▶ Problem to solve:
Could each record be restated word for word?

Dataset entries
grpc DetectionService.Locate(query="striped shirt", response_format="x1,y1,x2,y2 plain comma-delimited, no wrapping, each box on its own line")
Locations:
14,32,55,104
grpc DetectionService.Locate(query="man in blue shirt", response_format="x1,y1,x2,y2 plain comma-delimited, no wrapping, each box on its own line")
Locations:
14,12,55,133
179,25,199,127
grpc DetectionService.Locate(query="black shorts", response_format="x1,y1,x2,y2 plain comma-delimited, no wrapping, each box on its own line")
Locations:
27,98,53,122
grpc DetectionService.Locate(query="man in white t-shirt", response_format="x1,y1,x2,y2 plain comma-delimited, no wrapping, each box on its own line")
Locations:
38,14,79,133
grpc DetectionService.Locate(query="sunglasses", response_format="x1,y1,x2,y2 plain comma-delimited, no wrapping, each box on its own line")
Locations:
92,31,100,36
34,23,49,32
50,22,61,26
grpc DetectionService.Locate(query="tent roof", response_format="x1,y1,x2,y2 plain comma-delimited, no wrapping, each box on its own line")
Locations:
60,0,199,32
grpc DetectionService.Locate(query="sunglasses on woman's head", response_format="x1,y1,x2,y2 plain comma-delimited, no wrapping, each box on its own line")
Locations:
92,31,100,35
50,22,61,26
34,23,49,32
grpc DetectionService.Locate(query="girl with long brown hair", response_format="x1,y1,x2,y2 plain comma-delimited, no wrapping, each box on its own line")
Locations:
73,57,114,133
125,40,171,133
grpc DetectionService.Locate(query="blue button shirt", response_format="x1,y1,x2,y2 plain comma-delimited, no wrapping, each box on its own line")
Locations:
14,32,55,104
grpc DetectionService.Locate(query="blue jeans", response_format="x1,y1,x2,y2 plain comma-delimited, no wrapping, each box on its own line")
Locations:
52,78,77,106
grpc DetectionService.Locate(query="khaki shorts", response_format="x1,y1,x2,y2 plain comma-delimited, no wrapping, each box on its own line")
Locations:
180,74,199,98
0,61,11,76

▶ Written answer:
grpc DetectionService.Locate(query="striped shirt", response_format="x1,y1,x2,y2 plain comma-delimited, no wrapping, each box on its own line")
Locations:
14,32,55,104
grpc DetectionService.Locate(query="man in blue shirt", response_format="x1,y1,x2,y2 plain comma-delimited, no wrapping, each box on its own line")
Locations:
14,12,55,133
179,25,199,127
grpc DetectionService.Locate(query="black shorts", response_format="x1,y1,x2,y2 plain comma-delimited, no wrapping, each box on its own line")
Locations:
27,98,53,122
grpc DetectionService.Locate(query="man in white t-shirt", response_format="x1,y1,x2,y2 plain comma-delimited, no wrapping, each box on its own line")
Locations:
38,14,79,133
grpc DetectionService.Locate(query="sunglasses", response_format="x1,y1,x2,y2 plain comma-delimited, no wrapping, each box on its own line")
Locations:
92,31,100,36
34,23,49,32
50,22,61,26
grpc DetectionService.Locate(query="tent roof", response_format="x1,y1,x2,y2 plain comma-delimited, no wrapping, each box on its own line")
Locations:
60,0,199,32
grpc DetectionService.Locate(query="sunglasses on woman's head", response_format="x1,y1,x2,y2 plain comma-delimited, no wrapping, each box on its own line")
Locations:
92,31,100,35
50,22,61,26
34,23,49,32
grpc DetectionService.Locate(query="girl with long brown hair", response_format="x1,y1,x2,y2 plain comma-delimited, no wrapping, each box on its own line")
Locations:
73,57,114,133
125,40,171,133
grpc DetectionService.Locate(query="blue button shirt", response_format="x1,y1,x2,y2 plain comma-delimited, no wrapping, each box on its own line")
Locations:
14,32,55,104
grpc DetectionService.Locate(query="blue jeans", response_format="x1,y1,x2,y2 plain comma-delimited, no wrapping, each box on its own line")
Locations:
52,78,77,106
grpc DetectionService.Locate(query="khaki shorts", response_format="x1,y1,x2,y2 plain comma-delimited, no wrapping, each box on its own line")
Locations:
180,74,199,98
0,61,11,76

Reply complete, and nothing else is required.